EXERCISE AIM ::
Count how many lines in the data below contain the word "dried". Reply with the number alone.

RECORDS SHOWN ::
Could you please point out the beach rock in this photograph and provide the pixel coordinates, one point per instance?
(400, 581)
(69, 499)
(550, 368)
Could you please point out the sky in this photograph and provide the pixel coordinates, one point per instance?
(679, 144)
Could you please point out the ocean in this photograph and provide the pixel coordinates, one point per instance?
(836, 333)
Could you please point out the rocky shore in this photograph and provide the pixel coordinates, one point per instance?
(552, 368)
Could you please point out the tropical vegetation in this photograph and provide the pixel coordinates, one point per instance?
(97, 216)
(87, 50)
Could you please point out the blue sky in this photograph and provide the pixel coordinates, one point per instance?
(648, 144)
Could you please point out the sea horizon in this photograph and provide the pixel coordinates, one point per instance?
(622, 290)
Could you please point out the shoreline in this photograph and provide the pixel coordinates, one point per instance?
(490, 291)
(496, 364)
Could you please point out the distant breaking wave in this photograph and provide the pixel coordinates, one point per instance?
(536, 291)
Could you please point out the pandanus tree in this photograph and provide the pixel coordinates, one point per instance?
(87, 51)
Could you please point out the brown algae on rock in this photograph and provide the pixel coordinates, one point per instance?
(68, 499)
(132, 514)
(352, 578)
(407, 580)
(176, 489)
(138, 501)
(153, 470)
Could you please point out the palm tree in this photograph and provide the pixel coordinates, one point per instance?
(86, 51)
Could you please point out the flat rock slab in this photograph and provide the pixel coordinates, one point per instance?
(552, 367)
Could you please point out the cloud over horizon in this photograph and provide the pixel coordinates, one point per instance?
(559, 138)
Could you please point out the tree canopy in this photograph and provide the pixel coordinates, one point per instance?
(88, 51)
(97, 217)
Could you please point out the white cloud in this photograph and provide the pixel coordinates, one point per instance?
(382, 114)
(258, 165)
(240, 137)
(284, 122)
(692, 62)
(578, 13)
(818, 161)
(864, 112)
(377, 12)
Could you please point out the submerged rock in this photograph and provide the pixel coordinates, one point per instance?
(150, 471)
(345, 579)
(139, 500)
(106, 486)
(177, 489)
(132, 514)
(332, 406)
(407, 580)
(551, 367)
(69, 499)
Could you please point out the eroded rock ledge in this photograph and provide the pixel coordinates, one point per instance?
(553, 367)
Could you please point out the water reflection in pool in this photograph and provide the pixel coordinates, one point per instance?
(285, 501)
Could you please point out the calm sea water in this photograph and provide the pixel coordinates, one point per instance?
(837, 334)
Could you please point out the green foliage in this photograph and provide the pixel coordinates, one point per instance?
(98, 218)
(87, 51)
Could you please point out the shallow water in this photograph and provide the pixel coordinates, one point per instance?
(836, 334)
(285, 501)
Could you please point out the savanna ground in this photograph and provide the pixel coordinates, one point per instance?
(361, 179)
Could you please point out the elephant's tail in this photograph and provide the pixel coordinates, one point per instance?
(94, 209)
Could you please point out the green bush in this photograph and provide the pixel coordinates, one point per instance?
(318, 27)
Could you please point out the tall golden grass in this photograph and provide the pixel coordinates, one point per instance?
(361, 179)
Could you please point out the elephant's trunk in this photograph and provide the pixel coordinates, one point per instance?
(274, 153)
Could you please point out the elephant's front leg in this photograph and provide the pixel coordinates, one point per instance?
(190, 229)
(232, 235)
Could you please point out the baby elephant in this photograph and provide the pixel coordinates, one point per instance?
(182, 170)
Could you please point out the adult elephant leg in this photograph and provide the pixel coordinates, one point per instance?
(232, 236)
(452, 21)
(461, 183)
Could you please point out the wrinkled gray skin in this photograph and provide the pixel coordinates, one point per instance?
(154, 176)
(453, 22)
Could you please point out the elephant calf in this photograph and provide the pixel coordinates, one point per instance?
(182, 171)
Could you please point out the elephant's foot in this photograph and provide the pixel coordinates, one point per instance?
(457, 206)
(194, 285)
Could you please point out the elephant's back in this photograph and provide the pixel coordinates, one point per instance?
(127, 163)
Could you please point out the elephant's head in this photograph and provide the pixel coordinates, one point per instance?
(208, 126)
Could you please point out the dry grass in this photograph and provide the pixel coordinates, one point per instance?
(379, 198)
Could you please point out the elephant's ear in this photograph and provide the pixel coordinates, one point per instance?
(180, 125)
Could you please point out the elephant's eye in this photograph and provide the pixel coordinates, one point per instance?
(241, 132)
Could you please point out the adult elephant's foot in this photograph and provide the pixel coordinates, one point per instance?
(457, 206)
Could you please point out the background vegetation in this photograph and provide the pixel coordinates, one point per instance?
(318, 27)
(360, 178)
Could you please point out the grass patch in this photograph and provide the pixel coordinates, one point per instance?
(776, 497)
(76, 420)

...

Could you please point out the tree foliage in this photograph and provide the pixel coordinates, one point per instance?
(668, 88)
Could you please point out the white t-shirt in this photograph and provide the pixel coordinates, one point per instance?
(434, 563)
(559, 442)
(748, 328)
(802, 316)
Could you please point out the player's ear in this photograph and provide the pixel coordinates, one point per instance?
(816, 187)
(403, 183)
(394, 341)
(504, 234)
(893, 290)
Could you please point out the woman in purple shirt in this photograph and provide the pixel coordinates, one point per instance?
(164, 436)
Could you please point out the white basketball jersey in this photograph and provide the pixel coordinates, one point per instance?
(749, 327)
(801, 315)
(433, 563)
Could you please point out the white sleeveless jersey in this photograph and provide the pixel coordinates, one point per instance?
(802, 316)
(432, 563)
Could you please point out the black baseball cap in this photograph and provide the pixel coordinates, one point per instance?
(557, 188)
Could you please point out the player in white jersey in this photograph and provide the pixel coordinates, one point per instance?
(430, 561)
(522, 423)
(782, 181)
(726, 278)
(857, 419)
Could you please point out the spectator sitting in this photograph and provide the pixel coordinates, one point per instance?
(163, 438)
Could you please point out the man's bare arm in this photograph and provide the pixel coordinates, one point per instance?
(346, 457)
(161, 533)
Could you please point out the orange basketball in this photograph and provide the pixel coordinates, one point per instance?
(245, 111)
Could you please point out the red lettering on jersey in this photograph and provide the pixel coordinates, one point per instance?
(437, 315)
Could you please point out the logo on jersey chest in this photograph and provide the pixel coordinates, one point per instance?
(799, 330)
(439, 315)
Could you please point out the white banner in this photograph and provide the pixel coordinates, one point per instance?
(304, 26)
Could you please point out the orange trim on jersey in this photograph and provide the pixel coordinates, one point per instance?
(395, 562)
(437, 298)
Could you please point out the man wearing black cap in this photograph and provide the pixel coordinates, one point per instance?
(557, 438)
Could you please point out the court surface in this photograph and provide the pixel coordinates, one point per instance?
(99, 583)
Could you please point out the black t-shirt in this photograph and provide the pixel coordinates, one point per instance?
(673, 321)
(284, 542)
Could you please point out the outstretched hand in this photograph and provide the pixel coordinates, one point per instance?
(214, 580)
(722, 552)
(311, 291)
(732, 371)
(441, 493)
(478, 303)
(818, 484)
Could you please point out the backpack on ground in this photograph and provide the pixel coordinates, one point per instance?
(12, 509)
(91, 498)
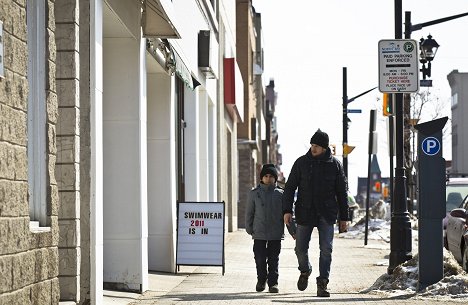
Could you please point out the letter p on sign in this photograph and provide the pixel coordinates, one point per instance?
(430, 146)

--

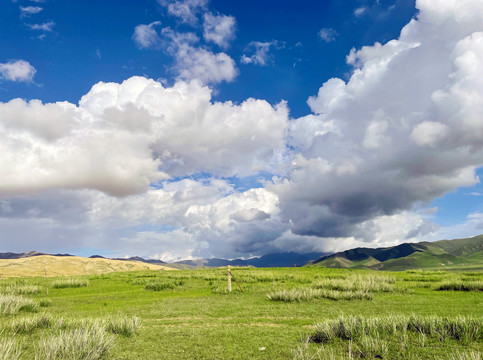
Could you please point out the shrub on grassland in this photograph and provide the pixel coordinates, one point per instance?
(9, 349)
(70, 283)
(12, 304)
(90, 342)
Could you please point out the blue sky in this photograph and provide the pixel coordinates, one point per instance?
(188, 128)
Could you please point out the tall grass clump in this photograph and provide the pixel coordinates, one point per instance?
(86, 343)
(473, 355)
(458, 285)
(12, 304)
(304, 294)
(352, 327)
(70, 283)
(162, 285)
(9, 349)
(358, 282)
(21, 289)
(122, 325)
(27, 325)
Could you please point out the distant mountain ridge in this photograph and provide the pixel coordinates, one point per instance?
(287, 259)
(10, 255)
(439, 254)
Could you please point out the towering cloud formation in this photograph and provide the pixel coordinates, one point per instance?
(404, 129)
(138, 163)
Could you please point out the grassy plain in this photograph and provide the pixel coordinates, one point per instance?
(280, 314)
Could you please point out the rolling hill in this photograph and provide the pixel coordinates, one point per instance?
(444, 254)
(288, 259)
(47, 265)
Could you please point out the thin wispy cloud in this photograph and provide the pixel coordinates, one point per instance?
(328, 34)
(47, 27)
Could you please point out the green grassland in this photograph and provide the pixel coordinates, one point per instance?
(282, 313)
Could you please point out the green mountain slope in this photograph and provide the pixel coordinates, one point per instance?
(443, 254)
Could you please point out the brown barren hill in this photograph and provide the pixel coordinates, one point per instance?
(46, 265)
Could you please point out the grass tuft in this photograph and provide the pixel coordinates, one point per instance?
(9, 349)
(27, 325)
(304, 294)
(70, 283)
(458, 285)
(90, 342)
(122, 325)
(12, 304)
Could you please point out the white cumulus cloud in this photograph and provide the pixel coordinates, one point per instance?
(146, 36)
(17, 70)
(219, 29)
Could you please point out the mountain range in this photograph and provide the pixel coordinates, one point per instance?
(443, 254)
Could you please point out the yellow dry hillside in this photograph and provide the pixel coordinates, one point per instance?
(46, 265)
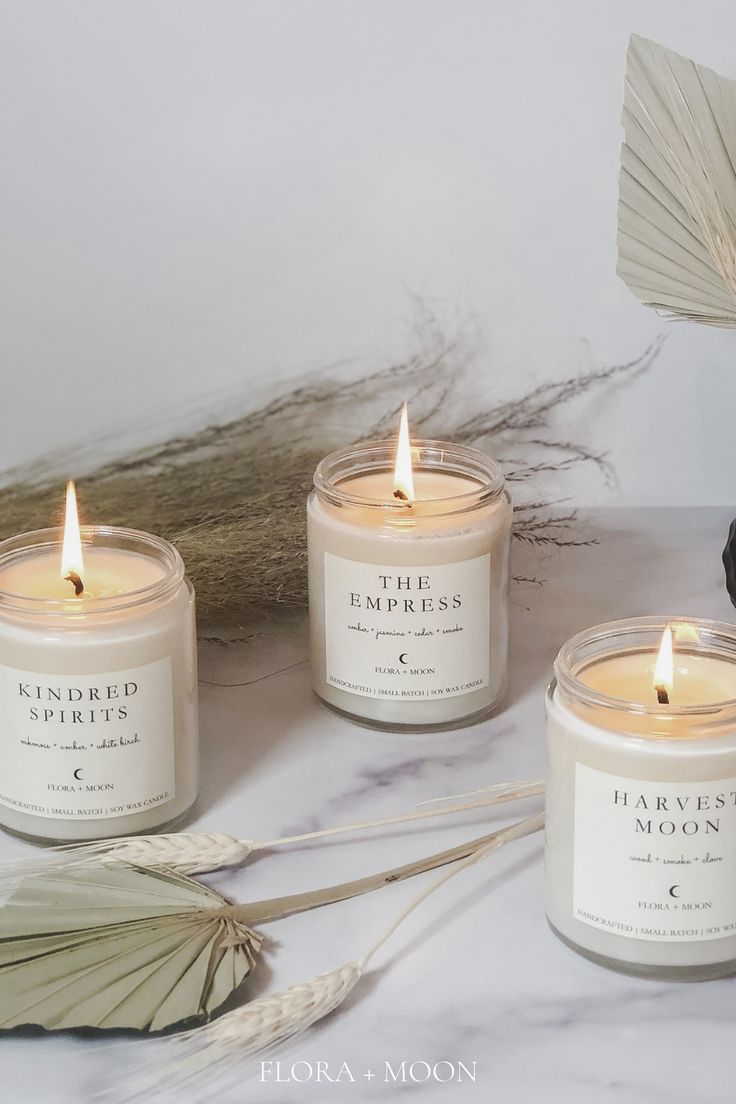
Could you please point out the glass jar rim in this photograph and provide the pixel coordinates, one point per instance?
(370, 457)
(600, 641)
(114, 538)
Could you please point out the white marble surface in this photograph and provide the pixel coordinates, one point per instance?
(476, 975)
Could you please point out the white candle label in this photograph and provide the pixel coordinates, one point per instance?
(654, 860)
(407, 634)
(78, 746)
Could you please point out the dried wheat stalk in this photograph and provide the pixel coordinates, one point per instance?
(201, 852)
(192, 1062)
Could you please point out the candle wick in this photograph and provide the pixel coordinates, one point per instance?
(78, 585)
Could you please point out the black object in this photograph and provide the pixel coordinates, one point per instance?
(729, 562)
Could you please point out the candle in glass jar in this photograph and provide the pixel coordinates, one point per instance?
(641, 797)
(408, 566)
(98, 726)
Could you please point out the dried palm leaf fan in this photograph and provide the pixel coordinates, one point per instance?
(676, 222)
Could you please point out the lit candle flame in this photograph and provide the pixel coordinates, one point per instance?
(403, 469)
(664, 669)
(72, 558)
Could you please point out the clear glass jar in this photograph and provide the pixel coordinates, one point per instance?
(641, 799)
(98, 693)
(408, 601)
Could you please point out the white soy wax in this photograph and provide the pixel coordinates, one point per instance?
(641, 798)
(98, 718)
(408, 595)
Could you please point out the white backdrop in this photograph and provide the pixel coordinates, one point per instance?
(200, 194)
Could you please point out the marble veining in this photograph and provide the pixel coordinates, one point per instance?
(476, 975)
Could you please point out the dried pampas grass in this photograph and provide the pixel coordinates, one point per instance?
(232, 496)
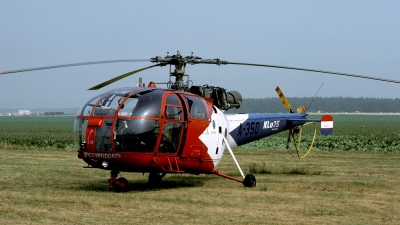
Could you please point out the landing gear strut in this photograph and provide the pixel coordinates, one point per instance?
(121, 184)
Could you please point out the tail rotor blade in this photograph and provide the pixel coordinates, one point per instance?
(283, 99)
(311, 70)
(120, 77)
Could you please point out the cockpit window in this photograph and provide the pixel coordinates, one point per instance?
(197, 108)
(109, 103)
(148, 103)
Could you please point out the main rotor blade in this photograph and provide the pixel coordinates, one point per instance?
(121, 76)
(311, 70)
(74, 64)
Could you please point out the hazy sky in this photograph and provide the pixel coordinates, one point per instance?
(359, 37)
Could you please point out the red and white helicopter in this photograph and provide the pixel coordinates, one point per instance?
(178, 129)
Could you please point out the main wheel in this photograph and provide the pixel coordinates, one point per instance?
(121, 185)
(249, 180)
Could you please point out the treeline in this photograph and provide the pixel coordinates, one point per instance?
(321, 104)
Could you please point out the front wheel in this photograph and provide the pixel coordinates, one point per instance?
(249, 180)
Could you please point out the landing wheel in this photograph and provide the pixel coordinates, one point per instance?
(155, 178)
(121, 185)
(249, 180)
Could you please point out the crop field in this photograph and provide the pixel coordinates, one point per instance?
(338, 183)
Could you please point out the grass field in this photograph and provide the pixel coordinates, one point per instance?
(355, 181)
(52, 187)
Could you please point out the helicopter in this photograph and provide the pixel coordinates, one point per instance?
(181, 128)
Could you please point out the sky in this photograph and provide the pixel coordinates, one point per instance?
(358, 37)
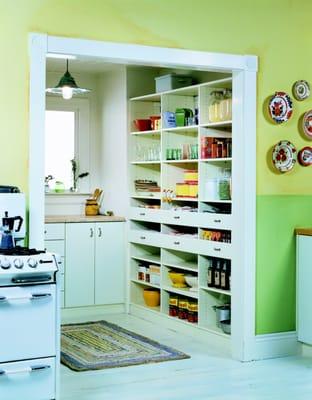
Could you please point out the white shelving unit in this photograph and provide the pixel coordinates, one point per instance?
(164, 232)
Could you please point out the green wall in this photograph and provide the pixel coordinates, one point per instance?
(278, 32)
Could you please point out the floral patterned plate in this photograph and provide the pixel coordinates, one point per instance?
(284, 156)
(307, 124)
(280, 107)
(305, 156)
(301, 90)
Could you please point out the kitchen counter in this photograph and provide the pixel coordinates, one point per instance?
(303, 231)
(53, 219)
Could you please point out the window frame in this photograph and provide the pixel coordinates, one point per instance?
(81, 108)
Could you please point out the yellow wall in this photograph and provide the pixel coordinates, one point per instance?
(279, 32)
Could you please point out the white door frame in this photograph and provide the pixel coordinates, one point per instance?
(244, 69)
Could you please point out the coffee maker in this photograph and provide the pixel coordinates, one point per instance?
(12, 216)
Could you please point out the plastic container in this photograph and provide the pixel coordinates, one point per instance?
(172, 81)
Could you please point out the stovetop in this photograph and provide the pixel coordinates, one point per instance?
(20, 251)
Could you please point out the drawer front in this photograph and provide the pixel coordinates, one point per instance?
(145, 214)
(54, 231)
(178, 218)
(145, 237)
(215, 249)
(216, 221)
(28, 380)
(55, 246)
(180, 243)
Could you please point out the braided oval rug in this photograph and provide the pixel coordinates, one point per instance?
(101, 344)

SOLUTION FOR THIS PROBLEM ::
3